### Your instructions
All that is wanted is the span of lines from the one with "the red car." to the last line of the data, copied exactly.
Dataset entries START
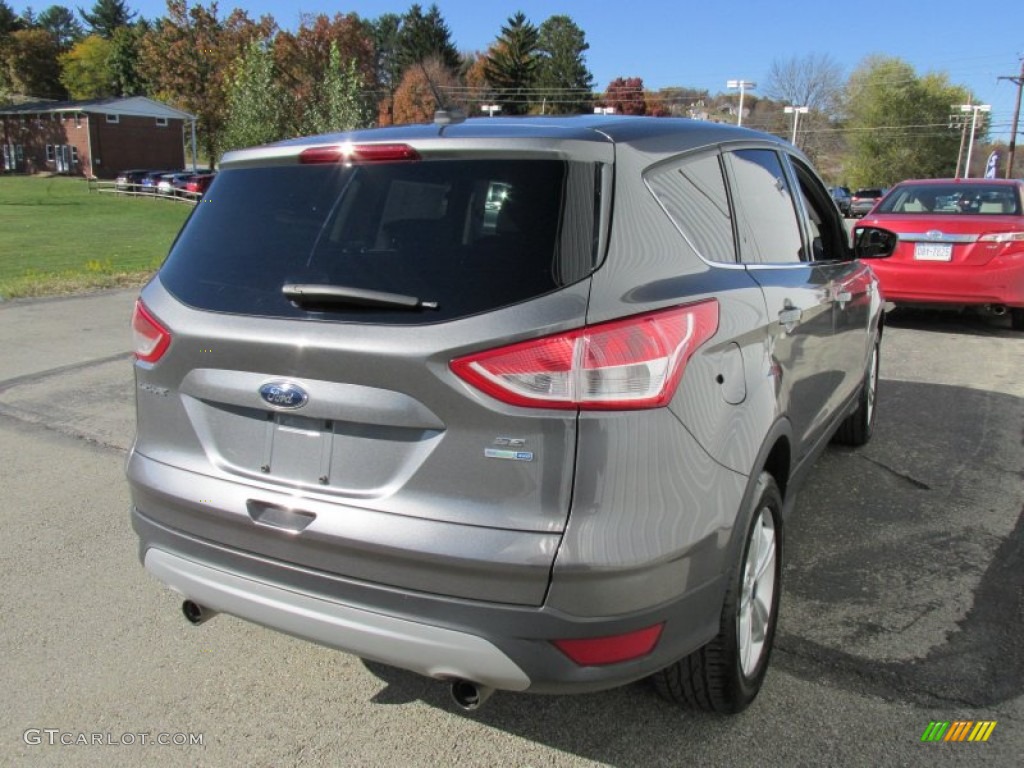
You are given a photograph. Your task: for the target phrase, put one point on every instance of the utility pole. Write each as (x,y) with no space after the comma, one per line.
(974,126)
(1019,81)
(743,86)
(796,112)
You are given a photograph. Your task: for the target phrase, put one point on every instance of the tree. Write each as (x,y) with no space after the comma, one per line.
(901,123)
(512,65)
(562,70)
(425,36)
(60,23)
(304,59)
(626,96)
(126,79)
(85,70)
(340,103)
(255,101)
(9,20)
(415,100)
(107,15)
(29,65)
(188,55)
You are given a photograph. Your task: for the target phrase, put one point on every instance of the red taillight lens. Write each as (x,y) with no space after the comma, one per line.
(595,651)
(152,339)
(358,154)
(634,363)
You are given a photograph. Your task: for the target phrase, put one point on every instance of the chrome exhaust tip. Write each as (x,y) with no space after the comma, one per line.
(469,695)
(196,613)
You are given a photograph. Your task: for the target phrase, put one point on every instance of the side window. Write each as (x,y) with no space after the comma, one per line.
(826,232)
(766,212)
(692,193)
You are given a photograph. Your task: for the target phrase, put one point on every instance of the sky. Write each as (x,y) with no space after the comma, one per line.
(701,43)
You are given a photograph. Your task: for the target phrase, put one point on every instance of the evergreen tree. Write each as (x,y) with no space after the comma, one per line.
(107,15)
(423,36)
(60,23)
(254,100)
(562,71)
(512,65)
(340,103)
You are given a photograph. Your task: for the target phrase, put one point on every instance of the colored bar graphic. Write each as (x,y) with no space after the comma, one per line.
(958,730)
(935,731)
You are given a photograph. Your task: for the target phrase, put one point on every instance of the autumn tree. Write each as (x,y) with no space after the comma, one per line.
(562,72)
(85,70)
(60,23)
(423,36)
(626,96)
(901,123)
(107,15)
(29,65)
(415,99)
(512,65)
(188,57)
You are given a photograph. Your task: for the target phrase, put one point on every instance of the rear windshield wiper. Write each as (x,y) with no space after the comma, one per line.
(321,294)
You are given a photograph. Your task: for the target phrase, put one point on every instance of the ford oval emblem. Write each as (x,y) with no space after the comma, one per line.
(284,394)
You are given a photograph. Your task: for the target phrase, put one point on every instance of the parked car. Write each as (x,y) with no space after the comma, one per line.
(130,180)
(198,183)
(863,201)
(170,183)
(843,199)
(961,244)
(548,451)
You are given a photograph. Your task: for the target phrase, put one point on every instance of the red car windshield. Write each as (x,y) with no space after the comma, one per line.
(994,200)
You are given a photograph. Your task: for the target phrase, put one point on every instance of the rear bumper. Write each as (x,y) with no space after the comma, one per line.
(993,284)
(503,646)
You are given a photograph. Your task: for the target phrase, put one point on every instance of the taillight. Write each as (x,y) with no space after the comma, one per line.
(353,154)
(595,651)
(1001,238)
(152,339)
(635,363)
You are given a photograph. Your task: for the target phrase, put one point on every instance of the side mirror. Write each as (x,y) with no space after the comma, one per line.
(870,243)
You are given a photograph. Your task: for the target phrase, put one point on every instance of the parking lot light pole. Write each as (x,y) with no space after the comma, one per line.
(743,86)
(796,112)
(974,126)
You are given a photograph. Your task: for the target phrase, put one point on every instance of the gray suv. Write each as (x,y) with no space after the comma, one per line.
(513,403)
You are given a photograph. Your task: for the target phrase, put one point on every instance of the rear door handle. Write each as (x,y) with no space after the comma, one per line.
(790,315)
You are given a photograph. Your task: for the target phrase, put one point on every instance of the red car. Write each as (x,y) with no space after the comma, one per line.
(960,243)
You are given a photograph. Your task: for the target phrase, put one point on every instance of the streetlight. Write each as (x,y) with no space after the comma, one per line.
(974,124)
(743,86)
(796,112)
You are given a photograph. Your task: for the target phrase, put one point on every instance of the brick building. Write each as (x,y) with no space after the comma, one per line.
(93,138)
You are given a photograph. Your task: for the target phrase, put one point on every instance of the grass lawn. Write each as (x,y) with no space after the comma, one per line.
(56,237)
Dataset entries END
### The answer
You are given a photograph. Your task: for the target phrase, put one point on every instance of the red car. Write each as (x,y) with no space after the comma, one per line.
(960,243)
You are given a photograph. Your task: for the target phrase, put one point on every instance of the streetlight. Write each as (x,y) with no space after the comma, one per line.
(974,124)
(743,86)
(796,112)
You are given a photograph. Your task: for the target phrase, put one point on every instance of the brick building. Write each as (x,y) with no space after the comma, one per line.
(93,138)
You are given a photograph. Your task: for the target phrase, put one point on every instance of the grass lawn. Write each as (x,y) with no space after the comma, one per line.
(56,237)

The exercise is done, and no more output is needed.